WHAT IS BEING ASKED: Reproduce every item below word for word, keeping each line and its order unchanged.

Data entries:
☆ ☆ ☆ ☆

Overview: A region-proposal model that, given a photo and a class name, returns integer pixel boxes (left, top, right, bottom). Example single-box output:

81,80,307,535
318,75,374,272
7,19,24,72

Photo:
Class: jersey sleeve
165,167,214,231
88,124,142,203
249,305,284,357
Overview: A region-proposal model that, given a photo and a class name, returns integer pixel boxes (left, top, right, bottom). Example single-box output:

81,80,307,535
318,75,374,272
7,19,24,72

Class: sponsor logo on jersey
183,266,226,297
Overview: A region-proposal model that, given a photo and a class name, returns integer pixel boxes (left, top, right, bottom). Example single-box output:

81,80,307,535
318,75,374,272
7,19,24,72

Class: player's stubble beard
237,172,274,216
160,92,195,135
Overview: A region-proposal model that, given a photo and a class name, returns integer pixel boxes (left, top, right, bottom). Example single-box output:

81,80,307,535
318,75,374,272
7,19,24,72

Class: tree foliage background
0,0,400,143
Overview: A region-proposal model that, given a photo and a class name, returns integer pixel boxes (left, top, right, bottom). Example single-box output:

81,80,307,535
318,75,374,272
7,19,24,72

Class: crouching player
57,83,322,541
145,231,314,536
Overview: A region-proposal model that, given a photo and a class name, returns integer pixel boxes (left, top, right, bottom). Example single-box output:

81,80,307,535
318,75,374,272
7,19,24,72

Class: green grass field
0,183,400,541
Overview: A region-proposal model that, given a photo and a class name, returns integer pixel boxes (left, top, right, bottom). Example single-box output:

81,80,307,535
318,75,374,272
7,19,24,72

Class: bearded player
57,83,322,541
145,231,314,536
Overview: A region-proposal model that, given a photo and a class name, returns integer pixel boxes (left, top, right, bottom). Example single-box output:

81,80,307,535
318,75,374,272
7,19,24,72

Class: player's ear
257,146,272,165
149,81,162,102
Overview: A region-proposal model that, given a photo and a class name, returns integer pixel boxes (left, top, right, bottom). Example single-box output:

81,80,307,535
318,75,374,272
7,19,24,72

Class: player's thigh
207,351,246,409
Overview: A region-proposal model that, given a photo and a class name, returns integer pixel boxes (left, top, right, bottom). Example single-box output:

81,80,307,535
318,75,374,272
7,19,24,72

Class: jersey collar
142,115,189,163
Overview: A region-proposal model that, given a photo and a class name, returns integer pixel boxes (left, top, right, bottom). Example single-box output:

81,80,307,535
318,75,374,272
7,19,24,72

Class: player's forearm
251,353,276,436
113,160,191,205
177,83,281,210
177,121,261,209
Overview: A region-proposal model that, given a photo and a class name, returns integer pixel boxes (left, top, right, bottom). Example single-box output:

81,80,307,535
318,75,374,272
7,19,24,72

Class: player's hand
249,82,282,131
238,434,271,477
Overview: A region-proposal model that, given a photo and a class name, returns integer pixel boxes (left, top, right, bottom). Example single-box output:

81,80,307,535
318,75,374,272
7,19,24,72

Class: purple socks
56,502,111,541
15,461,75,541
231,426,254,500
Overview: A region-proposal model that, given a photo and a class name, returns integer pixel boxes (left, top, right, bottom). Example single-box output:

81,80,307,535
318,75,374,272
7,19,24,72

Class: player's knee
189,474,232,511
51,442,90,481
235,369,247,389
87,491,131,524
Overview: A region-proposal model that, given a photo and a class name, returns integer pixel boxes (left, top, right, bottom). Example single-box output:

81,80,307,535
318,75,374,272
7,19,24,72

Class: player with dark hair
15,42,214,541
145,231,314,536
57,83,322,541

☆ ☆ ☆ ☆

WRITTEN ANSWER:
Overview: A region-proposal model that, given a photo and a class name, returns integer pixel boxes (left, top, right, bottom). Example single-box output:

81,80,307,535
318,75,374,272
7,19,24,72

Photo:
Class: jersey sleeve
165,167,214,231
88,124,142,203
249,305,284,357
Overview: A region-proposal model that, given a photo and a class name, returns integer pixel boxes (left, top, right, bottom). Example single-box output:

81,80,307,535
318,75,374,272
7,19,24,72

Class: sponsor logo on jersey
183,266,226,297
Overview: A region-proposal model that, given a photo and a class name, returns integer pixel boxes (left, top, right, bottom). Example single-box output:

81,80,307,535
318,75,374,272
7,19,24,72

Class: player's stubble beard
237,172,274,216
160,92,195,135
Overview: A region-proposal model that, given a photo and a class name, returns integer pixel boxes (left, top, right, bottom). Example single-box output:

81,80,307,535
318,75,374,272
7,19,24,72

Class: tree foliage background
0,0,400,143
Overview: A region-proposal model that, given a photo and a class name, returns integer pixel boxes (left, top, right, bottom). Example single-box output:

81,80,307,535
318,75,374,272
7,19,24,72

Class: crouching player
57,83,322,541
145,231,314,536
Overview: A region-proposal model that, given a photo and a class name, returns integer pixel boxes (left, top, right, bottom). Example single-box output:

81,80,307,535
318,75,374,272
7,19,24,72

Class: green grass field
0,183,400,541
Overview: A region-proposal model that, given a photo and a class name, returns integer pixel boxes (left, top, right, bottom). Example single-box output:

81,80,307,535
318,75,374,272
7,19,24,72

Class: bearded player
57,83,322,541
145,231,314,536
Overview: A region-proposal model that, given a photo and a class name, returns integer pixel boxes (left, top, right, bottom). Example single-box output:

81,80,307,535
318,75,374,272
7,19,24,72

Class: player's ear
257,146,272,165
149,81,162,102
Overview: A region-proposal model that, given a photo and a class name, returns integer pixel boxes (left, top, right, bottom). Example single-box output:

81,80,307,535
318,75,374,272
7,19,24,72

Class: player's thigh
207,351,246,409
Overview: A region-proposal model that, given a photo and a class name, returns integer pixel boxes (left, top, right, bottom). Example single-box output:

81,80,307,535
318,75,374,272
7,19,24,72

Class: jersey collar
142,115,189,163
Overview: A region-proposal model that, given a photo and a class name, returns integer pixel boxes (left, top, right, bottom). Example single-box output:

81,80,307,535
318,75,374,272
7,19,24,72

Class: player's forearm
251,353,276,436
113,160,191,205
177,83,281,210
177,121,261,209
Overview: A region-proposal model that, given a photo and a class name, returns integer pixel boxes (left, top, right, bottom). Example single-box output:

81,80,307,535
318,75,374,272
7,19,24,72

Class: player's hand
249,82,282,131
238,434,271,477
Overview: A region-proposal model that, given a photo and a class name, returns integer pixel boxes (left, top, right, bottom). Example single-box output:

81,80,307,535
318,75,374,272
7,19,24,72

Class: purple socks
56,502,111,541
15,461,75,541
231,426,254,500
Overview: A region-proposal model that, given a photo and a class name, returns integer pixel boxes (left, top, right, bottom). Example single-box output:

81,80,307,535
318,75,374,272
7,19,24,72

Class: player's knee
189,474,232,511
51,442,90,481
235,369,247,389
87,491,131,524
Overview: A region-proposal model that, given a photo and a class name, returns integer pixel boxes (left, top, right, bottom). Example single-box output:

81,80,307,535
318,75,374,272
7,19,24,72

Class: player with dark hair
15,42,214,541
145,231,314,536
57,83,322,541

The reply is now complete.